◆ Estratto del documento ◆
========
L'ispirazione non è che un momento di particolare tensione
interiore. L'artista lo sente e dice: "In questo momento mi
manca l'ispirazione",intendendo appunto che gli manca quel
particolare stato interiore, quella particolare tensione in
forza della quale l'artista, come si dice, crea. Quando questo
stato interiore manca, l'artista è un uomo come gli altri, non è
un'artista, è un uomo comune, e allora non crea.
Questa tensione, generalmente non è costante, proprio perchè è
difficilissimo raggiungerla nel proprio intimo. La si può'
facilitare mediante opportune tecniche, ma in genere l'artista
non conosce queste tecniche e allora deve starsene a quanto gli
viene naturalmente. E viene naturalmente quando ha avuto un
periodo esattamente opposto.
Voi sapete dei famosi cicli, che esistono anche nell'intimo di
ogni uomo: ad un determinato ciclo, per esempio di depressione,
può' seguire un ciclo di euforia, o viceversa. Così a un periodo
di stati creativa, può seguire un periodo di creatività; ed è
allora che l'artista sente di avere tutta la sua vena creativa,
è preso da una sorta di febbre e cerca di tradurre l'ispirazione
in atto, prima che sia possibile, prima che gli passi e non
l'abbia più. L'artista, per esempio lo scrittore, sa benissimo
che l'ispirazione gli può dettare delle idee meravigliose, ma,
se lascia passare il tempo, quelle idee non lo soddisfano più,
rimangono fredde , non gli dicono più niente. Non è quindi, solo
una questione di idee, di progetto, di che cosa fare, ma è
proprio questione di tradurre tutto questo in atto.
Se
fosse semplicemente questione di idee, l'artista potrebbe
inviare al giorno successivo, perchè ormai l'idea l'ha avuta. E
invece non è così, perchè è qualcosa di più che l'idea. L'idea,
diciamo, è il substrato, a cui si aggiunge proprio la
realizzazione pratica. Ed è la traduzione di quell'idea in
concretezza ciò in cui consiste la vera opera d'arte.
L'idea può essere geniale in sè, ma se non è tradotta
praticamente, in quel certo modo, non è un'opera d'arte; ed è
proprio questa traduzione che viene sempre e soltanto nel
periodo di ispirazione.
Quindi l'ispirazione è qualcosa che va oltre il corpo mentale.
========
◆ Dati forniti ◆
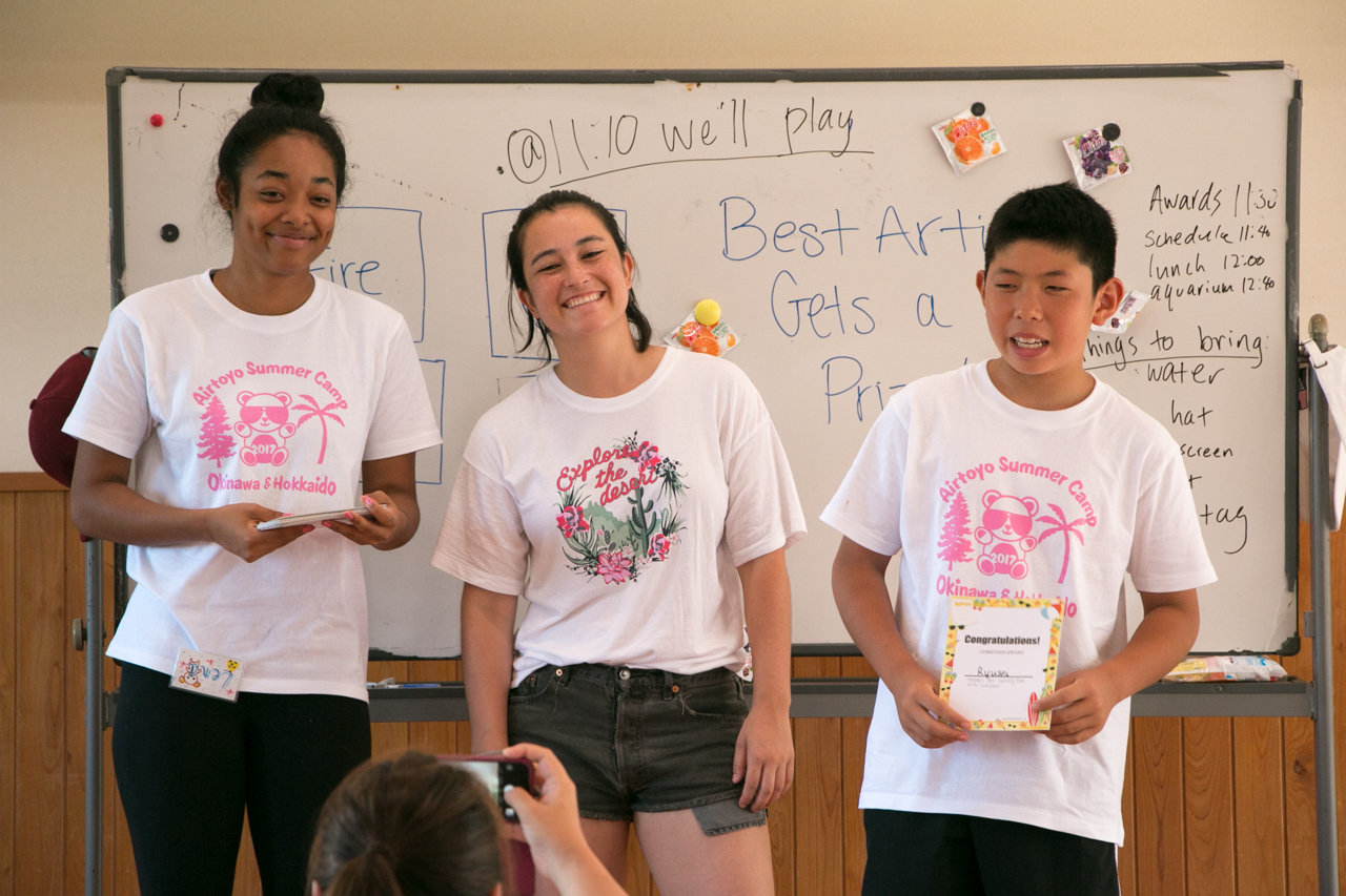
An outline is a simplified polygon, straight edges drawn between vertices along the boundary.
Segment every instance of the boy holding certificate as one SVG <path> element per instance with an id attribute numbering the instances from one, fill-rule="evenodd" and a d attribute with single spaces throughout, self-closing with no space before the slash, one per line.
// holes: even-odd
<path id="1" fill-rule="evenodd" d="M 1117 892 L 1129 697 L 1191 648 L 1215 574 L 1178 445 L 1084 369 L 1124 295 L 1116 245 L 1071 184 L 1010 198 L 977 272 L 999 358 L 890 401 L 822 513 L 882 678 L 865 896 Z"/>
========
◆ Compito richiesto A ◆
Secondo il brano sull'ispirazione, in che cosa consiste la vera opera d'arte?
◆ Compito richiesto B ◆
Ripeti testualmente il passo del brano sull'ispirazione che va dalle parole "Questa tensione, generalmente" fino alle parole "periodo esattamente opposto.", queste comprese.

◆ Risposta completa A ◆
Nella traduzione dell'idea in concretezza.

◆ Risposta completa B ◆
Questa tensione, generalmente non è costante, proprio perchè è
difficilissimo raggiungerla nel proprio intimo. La si può'
facilitare mediante opportune tecniche, ma in genere l'artista
non conosce queste tecniche e allora deve starsene a quanto gli
viene naturalmente. E viene naturalmente quando ha avuto un
periodo esattamente opposto.